» TASK DATA

------

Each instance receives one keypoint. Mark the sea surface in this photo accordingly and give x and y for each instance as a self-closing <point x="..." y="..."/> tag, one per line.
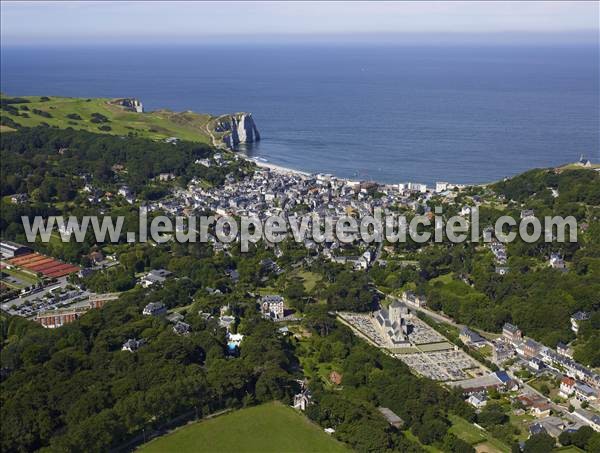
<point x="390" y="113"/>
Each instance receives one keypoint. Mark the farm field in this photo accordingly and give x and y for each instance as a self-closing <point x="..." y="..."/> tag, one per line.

------

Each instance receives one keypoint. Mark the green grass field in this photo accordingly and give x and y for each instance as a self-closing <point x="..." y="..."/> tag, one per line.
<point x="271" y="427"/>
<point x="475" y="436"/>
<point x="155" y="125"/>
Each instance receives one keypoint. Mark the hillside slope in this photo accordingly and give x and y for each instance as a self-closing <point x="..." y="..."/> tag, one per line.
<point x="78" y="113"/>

------

» GIVEN INSTRUCTION
Return verbatim the lines of the listing above, from the line with "Each instance receives one keypoint. Mark the sea" to the line with "Each instance receives one keypoint. Mark the farm", including both. Leave the pictures out.

» FINAL RESULT
Each instance receives one keypoint. Mark the sea surface in this photo accordingly and give x and y for each instance as a self-closing <point x="..." y="..."/> tag, one per line.
<point x="390" y="113"/>
Each instance receives one keypoint. Mark the farm field in this photo accordingly and give x and y for each instance as a self-closing <point x="..." y="..."/> tag, one per line.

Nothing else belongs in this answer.